**TASK STATEMENT:** Reproduce every line of the items below verbatim, with no changes of any kind.
===== DATA SHOWN
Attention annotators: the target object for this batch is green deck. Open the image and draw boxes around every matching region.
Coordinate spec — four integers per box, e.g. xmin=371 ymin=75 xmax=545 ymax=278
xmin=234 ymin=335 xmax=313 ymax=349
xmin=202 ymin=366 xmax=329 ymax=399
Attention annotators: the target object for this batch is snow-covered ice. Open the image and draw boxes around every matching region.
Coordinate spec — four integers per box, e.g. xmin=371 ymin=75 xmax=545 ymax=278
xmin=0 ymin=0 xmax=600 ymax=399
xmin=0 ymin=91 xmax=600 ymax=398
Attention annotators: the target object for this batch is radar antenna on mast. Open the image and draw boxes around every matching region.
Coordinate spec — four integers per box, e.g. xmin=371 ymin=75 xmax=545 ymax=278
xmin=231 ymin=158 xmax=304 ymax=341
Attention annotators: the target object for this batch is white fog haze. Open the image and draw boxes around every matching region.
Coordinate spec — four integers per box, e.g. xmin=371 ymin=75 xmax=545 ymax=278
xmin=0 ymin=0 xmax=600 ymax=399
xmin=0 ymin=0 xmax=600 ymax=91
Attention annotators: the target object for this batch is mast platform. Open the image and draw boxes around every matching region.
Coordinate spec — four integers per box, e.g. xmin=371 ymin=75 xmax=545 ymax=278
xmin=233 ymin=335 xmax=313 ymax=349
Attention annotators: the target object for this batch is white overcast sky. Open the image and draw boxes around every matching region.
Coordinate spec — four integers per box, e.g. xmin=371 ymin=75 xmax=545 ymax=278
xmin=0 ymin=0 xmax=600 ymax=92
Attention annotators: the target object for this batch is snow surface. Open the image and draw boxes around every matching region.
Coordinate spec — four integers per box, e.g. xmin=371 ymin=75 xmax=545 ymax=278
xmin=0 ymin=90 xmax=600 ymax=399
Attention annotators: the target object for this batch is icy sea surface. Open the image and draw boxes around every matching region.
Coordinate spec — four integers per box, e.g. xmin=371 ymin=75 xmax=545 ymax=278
==========
**EXERCISE SOLUTION:**
Attention annotators: the target object for this batch is green deck. Open the image and draw boxes around every matching region.
Coordinate spec — four integers per box, e.g. xmin=371 ymin=75 xmax=545 ymax=278
xmin=234 ymin=335 xmax=313 ymax=349
xmin=202 ymin=366 xmax=329 ymax=399
Attention annotators: the target object for this batch is snow-covered ice. Open the image and draw boxes around every matching region.
Coordinate spec — four integers per box, e.g. xmin=371 ymin=75 xmax=545 ymax=278
xmin=0 ymin=0 xmax=600 ymax=399
xmin=0 ymin=91 xmax=600 ymax=398
Attention annotators: the target object for this batch is radar antenna on mast. Open the image and draw boxes around every matching region.
Coordinate spec — four integers per box, e.g. xmin=371 ymin=75 xmax=545 ymax=278
xmin=231 ymin=158 xmax=304 ymax=341
Attention annotators: the target object for this batch is white fog haze. Open the image and draw boxes around every matching region.
Coordinate spec — four integers per box, e.g. xmin=371 ymin=75 xmax=545 ymax=278
xmin=0 ymin=0 xmax=600 ymax=399
xmin=0 ymin=0 xmax=600 ymax=91
Attention annotators: the target object for this batch is mast platform. Open the image and draw boxes around every matching region.
Coordinate spec — four integers per box, e.g. xmin=371 ymin=75 xmax=545 ymax=278
xmin=233 ymin=335 xmax=313 ymax=349
Attention annotators: the target object for this batch is white overcast sky. Open the image and draw boxes around every matching region.
Coordinate spec — four integers per box, e.g. xmin=371 ymin=75 xmax=545 ymax=278
xmin=0 ymin=0 xmax=600 ymax=92
Attention annotators: the target object for this batch is snow surface. Open the image and draw boxes around every matching region.
Coordinate spec — four integers per box, e.g. xmin=371 ymin=75 xmax=545 ymax=278
xmin=0 ymin=90 xmax=600 ymax=399
Attention annotators: the target object for this batch is icy sea surface. Open the image and draw boxes around every matching region.
Coordinate spec — four integers per box, e.g. xmin=371 ymin=75 xmax=545 ymax=278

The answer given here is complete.